BRIEF:
Reproduce all records exactly.

DATA EXTRACTS:
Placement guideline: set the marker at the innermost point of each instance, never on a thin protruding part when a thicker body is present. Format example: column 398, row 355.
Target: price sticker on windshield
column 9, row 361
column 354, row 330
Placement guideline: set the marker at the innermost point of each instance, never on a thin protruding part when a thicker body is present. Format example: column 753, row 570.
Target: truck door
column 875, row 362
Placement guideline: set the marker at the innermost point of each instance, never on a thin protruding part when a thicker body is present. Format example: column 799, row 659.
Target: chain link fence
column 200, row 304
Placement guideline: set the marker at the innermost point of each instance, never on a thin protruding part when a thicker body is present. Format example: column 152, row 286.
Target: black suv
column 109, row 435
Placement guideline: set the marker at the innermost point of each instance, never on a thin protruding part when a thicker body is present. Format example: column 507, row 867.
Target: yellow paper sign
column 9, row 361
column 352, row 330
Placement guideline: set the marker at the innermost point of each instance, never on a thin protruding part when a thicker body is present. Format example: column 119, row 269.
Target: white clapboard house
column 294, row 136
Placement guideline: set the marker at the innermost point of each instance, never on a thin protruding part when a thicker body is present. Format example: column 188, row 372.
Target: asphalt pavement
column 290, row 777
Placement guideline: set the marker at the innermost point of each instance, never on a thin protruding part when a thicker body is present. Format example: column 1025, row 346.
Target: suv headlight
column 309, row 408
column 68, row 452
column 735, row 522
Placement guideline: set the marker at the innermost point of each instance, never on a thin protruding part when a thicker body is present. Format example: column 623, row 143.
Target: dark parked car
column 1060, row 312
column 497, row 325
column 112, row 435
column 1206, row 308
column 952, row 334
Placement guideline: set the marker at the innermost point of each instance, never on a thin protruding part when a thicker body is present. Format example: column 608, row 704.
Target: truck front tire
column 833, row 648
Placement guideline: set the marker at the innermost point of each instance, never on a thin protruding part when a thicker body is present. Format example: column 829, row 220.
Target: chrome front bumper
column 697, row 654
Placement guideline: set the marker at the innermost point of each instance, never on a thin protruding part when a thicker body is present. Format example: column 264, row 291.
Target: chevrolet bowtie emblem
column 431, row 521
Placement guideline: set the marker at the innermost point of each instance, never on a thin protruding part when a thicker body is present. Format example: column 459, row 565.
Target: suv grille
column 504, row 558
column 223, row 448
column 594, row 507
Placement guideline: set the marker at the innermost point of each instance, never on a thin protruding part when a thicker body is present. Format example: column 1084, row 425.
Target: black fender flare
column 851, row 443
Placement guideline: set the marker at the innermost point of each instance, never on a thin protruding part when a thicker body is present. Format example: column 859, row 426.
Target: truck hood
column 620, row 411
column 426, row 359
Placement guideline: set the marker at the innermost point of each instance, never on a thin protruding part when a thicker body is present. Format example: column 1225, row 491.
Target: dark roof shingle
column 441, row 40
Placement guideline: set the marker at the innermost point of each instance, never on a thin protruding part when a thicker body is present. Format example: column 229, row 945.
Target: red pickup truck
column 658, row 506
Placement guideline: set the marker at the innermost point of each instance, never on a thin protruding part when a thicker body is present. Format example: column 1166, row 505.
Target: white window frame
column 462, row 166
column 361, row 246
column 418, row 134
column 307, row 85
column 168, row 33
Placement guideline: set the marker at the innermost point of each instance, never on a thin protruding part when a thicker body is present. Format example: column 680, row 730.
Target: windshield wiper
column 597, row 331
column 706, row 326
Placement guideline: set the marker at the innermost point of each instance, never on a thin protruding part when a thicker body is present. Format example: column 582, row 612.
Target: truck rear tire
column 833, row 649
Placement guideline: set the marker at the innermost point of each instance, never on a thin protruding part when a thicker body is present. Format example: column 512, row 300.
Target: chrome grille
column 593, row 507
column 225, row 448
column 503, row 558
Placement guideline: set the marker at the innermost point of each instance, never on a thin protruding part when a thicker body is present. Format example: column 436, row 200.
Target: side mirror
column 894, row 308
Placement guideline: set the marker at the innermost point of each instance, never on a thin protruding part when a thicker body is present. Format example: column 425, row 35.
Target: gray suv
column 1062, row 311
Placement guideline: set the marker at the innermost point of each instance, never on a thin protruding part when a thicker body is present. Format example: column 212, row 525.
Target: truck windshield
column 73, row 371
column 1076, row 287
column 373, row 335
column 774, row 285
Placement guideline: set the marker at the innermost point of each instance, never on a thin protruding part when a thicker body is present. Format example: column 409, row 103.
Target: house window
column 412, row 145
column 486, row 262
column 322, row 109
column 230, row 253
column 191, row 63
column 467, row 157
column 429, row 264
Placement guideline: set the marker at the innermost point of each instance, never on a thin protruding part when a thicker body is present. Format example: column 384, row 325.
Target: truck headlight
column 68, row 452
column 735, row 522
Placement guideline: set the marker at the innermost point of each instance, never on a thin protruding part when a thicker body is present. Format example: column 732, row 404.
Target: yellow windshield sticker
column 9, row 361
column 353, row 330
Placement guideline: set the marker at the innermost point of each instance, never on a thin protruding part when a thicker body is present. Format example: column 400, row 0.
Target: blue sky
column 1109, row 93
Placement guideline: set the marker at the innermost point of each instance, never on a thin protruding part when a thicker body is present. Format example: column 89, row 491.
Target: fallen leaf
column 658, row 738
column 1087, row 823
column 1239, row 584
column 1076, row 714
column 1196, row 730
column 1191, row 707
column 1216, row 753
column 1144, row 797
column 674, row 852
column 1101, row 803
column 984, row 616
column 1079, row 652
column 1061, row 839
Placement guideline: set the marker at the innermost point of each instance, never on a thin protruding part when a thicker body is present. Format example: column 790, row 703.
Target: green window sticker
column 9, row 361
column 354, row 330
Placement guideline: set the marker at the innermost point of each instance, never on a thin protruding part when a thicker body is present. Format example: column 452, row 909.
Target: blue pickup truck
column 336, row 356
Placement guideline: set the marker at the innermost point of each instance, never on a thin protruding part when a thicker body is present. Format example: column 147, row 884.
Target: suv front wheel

WRITTEN REPLY:
Placement guideline: set the marker at the innermost point of each instance, never on a thin protruding part when a thicker body is present. Format example: column 398, row 355.
Target: price sticker on windshield
column 9, row 361
column 354, row 330
Placement guideline: set the marker at the innermost point of each instance, never on a thin protruding part when a thicker body is present. Format example: column 753, row 570.
Target: truck door
column 875, row 362
Placement guideline: set the marker at the innermost point of each instance, never on a thin protruding part when a thicker body is present. Format example: column 799, row 659.
Target: chain link fence
column 200, row 304
Placement guideline: set the marker at the innermost point of each instance, never on a thin protruding part when a thicker body is present. Format example: column 152, row 286.
Target: black suv
column 109, row 435
Placement guideline: set the marker at the innermost point of each instance, never on a thin protruding part when a thicker body is present. Format example: column 507, row 867.
Target: yellow paper sign
column 9, row 361
column 352, row 330
Placement guideline: set the marker at the innermost point of each instance, never on a thin protruding part when a thicker body is present. Format example: column 119, row 269.
Target: white clapboard house
column 294, row 136
Placement guideline: set the marker at the innermost point of each instance, never on a thin protruding part when a thicker body is present. Format example: column 188, row 372.
Target: asphalt pavement
column 290, row 777
Placement guideline: set the marker at the innermost point of each instance, never on a thin protruding part when a thicker body is present. Format example: column 1025, row 346.
Target: suv headlight
column 309, row 408
column 68, row 452
column 735, row 522
Placement guideline: set the marker at the innermost point of each instance, never on a thin protruding part when a thicker body is present. Format example: column 623, row 143.
Target: dark parked car
column 1060, row 312
column 497, row 325
column 112, row 435
column 1206, row 308
column 952, row 334
Placement guideline: set the marker at the innermost point of each instance, never on a thin protruding part when a thicker body is present. Format example: column 608, row 704.
Target: truck front tire
column 833, row 648
Placement guideline: set the marker at the innermost point of each instance, never on a thin protruding part when a thicker body is present. Format example: column 829, row 220.
Target: chrome front bumper
column 697, row 654
Placement guideline: set the marker at the innermost point of each instance, never on a thin protruding part when a thicker body is present. Format example: column 264, row 291.
Target: chevrolet bowtie emblem
column 431, row 521
Placement guideline: set the marker at the innermost point of each instance, never on a thin protruding part when a thicker body is present. Format example: column 459, row 565.
Target: suv grille
column 504, row 558
column 223, row 448
column 594, row 507
Placement guideline: set the marker at the innermost point of each instance, never on a thin protruding part when a thicker body is present. Format example: column 1084, row 425.
Target: black fender flare
column 851, row 443
Placement guideline: set the marker at the innermost point of each instance, never on a thin protruding part when a thicker body is present. Format example: column 859, row 426.
Target: truck hood
column 620, row 411
column 426, row 359
Placement guideline: set the marker at the innermost point of each instance, never on a thin protruding part when a thicker body is present. Format example: column 1225, row 491.
Target: dark roof shingle
column 441, row 40
Placement guideline: set the marker at the innermost point of each instance, never on a thin protruding part when a thicker body is present. Format example: column 229, row 945.
Target: red pickup truck
column 658, row 506
Placement guideline: set the marker at the innermost point of each instance, never on a thin protruding part when a thicker body is present. Format example: column 1166, row 505.
Target: white window frame
column 462, row 166
column 361, row 246
column 418, row 134
column 307, row 85
column 168, row 33
Placement guideline: set the marker at the innermost point of each instance, never on a thin protruding part when a thicker body is present. Format example: column 680, row 730.
Target: windshield wiper
column 597, row 331
column 706, row 326
Placement guideline: set the marker at the innermost point of each instance, never on a thin protruding part when a thicker body is present. Format example: column 582, row 612.
Target: truck rear tire
column 833, row 649
Placement guideline: set the marker at the innermost point of each instance, never on a thin protruding part when a thicker body is present. Format example: column 512, row 300.
Target: chrome grille
column 593, row 507
column 225, row 448
column 503, row 558
Placement guideline: set the marker at the innermost point of each instance, never on a thin protruding part when a thicker body is present. Format example: column 436, row 200.
Target: side mirror
column 894, row 308
Placement guideline: set the marker at the innermost point of each instance, never on a thin protruding part when a thicker body is present. Format example: column 425, row 35.
Target: gray suv
column 1062, row 311
Placement guideline: set the marker at the innermost point of each instance, never on a thin protruding part when a thicker body is present. Format example: column 212, row 525.
Target: truck windshield
column 73, row 371
column 1076, row 287
column 373, row 335
column 774, row 285
Placement guideline: set the marker at the innermost point of each instance, never on a thin protruding part when a thicker body is present. Format example: column 409, row 103.
Target: house window
column 412, row 145
column 486, row 262
column 322, row 109
column 230, row 253
column 191, row 63
column 467, row 157
column 429, row 264
Placement guideline: set the marker at the innermost point of each instance, never on a thin protruding part when a thicker body is present. Format example: column 384, row 325.
Target: truck headlight
column 68, row 452
column 735, row 522
Placement guideline: set the marker at the innermost point of each instance, never on a thin protruding part when a thicker body is present. Format example: column 732, row 404.
Target: yellow windshield sticker
column 9, row 361
column 353, row 330
Placement guideline: set the marker at the innermost point of each instance, never on a thin protruding part when a thicker body is present. Format example: column 400, row 0.
Target: blue sky
column 1109, row 93
Placement guideline: set the marker at the innermost point of each instance, never on a thin protruding part when a thicker body is present. Format example: column 89, row 491.
Target: fallen leaf
column 658, row 738
column 1087, row 823
column 1239, row 584
column 1076, row 714
column 1196, row 730
column 1191, row 707
column 1216, row 753
column 1144, row 797
column 674, row 852
column 1101, row 803
column 984, row 616
column 1079, row 652
column 1061, row 839
Placement guideline: set the marker at the innermost point of each instance, never on a thin protruding part when a thicker body is present. Format example: column 790, row 703.
Target: green window sticker
column 9, row 361
column 354, row 330
Placement guideline: set the marker at the innermost point of each instance, never on a thin protruding part when a thicker body is present. Format example: column 452, row 909.
Target: blue pickup truck
column 336, row 356
Placement guideline: set the marker at the innermost point of each instance, never on a thin protruding part when a thicker body is present. Format example: column 147, row 884.
Target: suv front wheel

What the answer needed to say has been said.